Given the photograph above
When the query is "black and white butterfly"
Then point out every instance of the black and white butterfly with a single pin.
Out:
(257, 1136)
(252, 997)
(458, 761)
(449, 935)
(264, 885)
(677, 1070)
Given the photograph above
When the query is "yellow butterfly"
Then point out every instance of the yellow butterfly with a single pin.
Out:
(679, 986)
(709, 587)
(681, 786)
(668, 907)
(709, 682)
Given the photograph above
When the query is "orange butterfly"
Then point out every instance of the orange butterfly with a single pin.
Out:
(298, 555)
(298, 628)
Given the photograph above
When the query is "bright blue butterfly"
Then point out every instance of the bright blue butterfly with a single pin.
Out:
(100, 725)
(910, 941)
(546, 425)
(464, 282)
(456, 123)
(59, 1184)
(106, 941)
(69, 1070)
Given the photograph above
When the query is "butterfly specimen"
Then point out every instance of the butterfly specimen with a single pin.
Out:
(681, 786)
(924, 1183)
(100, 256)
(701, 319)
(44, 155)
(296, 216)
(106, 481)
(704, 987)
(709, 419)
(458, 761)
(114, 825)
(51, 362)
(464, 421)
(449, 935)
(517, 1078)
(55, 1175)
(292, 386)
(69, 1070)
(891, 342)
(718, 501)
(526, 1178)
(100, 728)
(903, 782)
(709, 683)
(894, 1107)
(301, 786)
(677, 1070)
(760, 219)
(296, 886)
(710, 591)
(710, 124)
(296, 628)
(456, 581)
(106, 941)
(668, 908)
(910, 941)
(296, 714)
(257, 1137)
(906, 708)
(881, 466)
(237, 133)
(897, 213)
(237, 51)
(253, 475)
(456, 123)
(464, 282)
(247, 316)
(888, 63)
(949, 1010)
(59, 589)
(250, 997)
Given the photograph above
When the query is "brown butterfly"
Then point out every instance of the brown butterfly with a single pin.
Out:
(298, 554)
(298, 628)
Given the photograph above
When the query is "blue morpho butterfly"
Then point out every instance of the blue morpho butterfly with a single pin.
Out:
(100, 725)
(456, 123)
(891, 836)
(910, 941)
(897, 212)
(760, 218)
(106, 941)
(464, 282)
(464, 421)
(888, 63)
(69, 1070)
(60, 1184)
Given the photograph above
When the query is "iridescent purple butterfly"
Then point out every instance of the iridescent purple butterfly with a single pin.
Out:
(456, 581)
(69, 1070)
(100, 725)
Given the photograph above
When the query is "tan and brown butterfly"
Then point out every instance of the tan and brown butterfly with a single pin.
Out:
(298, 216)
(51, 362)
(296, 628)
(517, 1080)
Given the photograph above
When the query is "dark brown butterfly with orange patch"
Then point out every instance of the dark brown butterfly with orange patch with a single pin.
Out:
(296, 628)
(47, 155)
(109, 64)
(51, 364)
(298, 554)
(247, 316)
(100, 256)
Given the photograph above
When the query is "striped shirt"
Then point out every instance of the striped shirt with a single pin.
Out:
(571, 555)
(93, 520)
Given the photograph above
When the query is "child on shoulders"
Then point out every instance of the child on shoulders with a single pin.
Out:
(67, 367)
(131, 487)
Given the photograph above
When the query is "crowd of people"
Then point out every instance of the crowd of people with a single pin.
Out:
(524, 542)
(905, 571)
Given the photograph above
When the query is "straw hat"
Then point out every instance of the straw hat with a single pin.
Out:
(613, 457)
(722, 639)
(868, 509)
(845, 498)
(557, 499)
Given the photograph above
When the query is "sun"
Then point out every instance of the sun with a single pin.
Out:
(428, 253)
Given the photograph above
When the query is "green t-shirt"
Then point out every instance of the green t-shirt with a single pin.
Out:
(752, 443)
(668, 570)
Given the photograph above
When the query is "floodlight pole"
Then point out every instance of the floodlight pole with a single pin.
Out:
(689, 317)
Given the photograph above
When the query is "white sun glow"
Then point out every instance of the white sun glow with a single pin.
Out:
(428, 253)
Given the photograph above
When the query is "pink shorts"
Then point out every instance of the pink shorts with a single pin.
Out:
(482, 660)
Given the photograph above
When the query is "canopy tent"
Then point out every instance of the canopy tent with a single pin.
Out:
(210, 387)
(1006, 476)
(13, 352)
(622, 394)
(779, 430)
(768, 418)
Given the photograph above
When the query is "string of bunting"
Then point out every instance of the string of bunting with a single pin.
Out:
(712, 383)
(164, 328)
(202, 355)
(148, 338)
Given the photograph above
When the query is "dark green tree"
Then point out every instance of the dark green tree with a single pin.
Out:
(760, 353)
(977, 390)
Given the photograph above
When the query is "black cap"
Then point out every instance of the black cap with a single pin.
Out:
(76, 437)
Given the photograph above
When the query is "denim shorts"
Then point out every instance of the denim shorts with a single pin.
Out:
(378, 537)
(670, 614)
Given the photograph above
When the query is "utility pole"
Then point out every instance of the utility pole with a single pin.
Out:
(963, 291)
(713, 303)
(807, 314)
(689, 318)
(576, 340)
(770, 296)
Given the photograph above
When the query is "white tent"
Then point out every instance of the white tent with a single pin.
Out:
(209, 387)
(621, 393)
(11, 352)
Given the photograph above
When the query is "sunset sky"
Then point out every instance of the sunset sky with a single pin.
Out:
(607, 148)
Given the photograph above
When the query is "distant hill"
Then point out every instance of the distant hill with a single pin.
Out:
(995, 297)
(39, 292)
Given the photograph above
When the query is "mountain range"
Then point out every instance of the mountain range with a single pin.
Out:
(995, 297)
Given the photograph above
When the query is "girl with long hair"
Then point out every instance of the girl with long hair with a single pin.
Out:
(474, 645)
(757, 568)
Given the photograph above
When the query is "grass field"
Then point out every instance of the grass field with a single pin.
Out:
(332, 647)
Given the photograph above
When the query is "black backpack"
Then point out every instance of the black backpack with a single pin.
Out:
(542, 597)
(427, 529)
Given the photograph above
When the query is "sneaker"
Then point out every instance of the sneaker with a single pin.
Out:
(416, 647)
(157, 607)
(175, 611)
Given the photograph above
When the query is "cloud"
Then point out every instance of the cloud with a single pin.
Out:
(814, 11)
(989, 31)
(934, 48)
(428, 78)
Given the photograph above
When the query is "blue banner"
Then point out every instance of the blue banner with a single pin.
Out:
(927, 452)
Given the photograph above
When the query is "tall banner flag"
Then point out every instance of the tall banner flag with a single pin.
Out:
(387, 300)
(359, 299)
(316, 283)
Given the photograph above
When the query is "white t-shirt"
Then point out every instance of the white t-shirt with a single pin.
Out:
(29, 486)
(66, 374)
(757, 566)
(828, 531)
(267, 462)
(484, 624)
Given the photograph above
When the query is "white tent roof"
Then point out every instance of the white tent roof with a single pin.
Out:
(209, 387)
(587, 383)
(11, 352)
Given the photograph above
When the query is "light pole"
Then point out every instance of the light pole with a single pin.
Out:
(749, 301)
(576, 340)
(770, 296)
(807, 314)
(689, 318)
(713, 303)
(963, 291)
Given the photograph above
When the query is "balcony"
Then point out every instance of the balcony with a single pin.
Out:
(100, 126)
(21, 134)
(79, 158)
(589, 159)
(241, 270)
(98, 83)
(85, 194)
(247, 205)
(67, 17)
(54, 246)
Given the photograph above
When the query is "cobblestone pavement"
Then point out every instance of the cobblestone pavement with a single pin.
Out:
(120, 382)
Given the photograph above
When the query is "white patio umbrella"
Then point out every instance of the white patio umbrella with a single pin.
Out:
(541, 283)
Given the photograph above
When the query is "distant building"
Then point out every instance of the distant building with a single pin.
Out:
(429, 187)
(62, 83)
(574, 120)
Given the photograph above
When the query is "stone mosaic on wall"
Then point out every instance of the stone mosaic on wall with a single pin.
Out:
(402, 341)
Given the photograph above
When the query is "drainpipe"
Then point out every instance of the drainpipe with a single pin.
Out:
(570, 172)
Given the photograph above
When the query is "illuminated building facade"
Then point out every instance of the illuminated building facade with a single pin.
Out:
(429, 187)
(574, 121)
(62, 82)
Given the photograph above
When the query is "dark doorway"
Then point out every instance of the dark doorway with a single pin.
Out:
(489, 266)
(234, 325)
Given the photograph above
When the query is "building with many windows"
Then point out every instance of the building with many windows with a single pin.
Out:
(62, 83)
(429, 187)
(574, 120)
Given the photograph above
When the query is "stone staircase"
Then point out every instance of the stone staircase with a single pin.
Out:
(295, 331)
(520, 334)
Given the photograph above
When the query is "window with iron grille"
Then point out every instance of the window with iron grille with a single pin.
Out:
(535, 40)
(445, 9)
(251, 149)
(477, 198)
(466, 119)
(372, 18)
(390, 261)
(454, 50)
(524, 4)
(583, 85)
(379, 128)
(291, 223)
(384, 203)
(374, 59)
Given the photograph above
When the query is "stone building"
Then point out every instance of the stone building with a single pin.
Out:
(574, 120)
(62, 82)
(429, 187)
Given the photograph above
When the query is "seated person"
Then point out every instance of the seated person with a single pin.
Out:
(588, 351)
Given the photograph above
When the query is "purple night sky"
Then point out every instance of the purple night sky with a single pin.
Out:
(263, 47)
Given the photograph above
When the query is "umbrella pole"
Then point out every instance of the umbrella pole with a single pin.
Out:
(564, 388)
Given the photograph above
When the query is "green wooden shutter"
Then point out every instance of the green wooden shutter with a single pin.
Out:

----------

EXERCISE BRIEF
Show every line of the items above that contains the string "patio", matching its case exactly.

RESULT OF THE TASK
When the query is "white patio umbrella"
Then point out every instance of the white patio umbrella with a single pin.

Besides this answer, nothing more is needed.